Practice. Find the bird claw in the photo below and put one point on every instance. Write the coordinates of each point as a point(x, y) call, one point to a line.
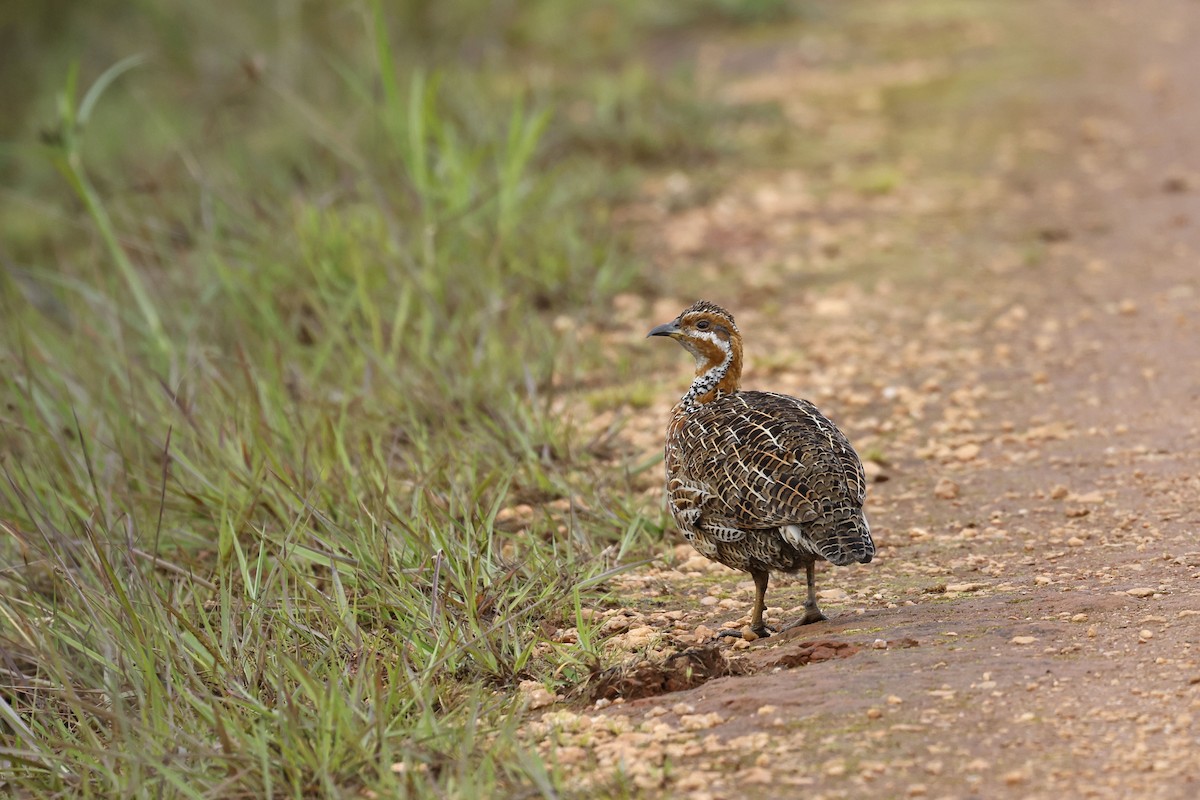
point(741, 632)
==
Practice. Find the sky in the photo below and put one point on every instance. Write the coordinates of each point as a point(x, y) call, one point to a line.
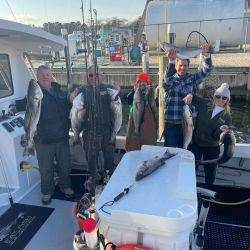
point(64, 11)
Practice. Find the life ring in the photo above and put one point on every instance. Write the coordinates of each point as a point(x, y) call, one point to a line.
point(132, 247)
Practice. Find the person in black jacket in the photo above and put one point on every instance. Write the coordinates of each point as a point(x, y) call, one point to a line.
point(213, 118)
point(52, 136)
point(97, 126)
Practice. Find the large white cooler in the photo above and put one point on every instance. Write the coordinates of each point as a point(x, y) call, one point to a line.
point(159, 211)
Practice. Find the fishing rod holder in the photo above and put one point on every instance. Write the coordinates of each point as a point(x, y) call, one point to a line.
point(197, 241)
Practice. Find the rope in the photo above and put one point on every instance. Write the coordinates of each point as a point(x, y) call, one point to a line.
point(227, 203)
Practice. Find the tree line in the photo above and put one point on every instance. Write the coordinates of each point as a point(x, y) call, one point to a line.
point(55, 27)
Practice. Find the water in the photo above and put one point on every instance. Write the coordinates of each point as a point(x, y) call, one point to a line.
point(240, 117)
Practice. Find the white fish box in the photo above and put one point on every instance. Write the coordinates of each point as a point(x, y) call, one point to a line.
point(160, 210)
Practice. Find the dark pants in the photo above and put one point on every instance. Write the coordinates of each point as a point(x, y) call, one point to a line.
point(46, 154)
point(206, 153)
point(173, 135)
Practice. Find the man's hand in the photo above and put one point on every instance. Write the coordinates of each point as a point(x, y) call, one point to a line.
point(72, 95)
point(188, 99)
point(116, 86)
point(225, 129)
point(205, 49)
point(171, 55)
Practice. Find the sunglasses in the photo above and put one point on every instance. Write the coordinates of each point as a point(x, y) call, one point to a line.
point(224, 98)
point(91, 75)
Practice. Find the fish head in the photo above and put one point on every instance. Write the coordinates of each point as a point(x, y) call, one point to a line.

▸ **EXERCISE GOAL**
Take the records above and return, word for word, only the lines that fall from the line with "Practice. Find the dark" to the line with "Practice. Find the fish head", both of them included.

▸ **RESULT OF THE EXERCISE**
Practice. Find the dark pants in the photo above and put one point on every instance. Write the coordinates of each point as a point(x, y) call, one point to a line.
point(46, 154)
point(206, 153)
point(173, 135)
Practice. Find the man's hand in the photo above and put one point on every instance. Write the coordinates of each point as a point(x, y) call, one point to a line.
point(72, 95)
point(188, 99)
point(116, 86)
point(225, 129)
point(205, 49)
point(171, 55)
Practice. Find the sunglasses in the photo above and put one point on every instance. Write the coordinates of each point as a point(x, y) call, one point to a line.
point(224, 98)
point(91, 75)
Practice. Find the fish head in the photo above and put one point on every instance. Write the coordinates of each point as a point(x, y) call, one point to a line.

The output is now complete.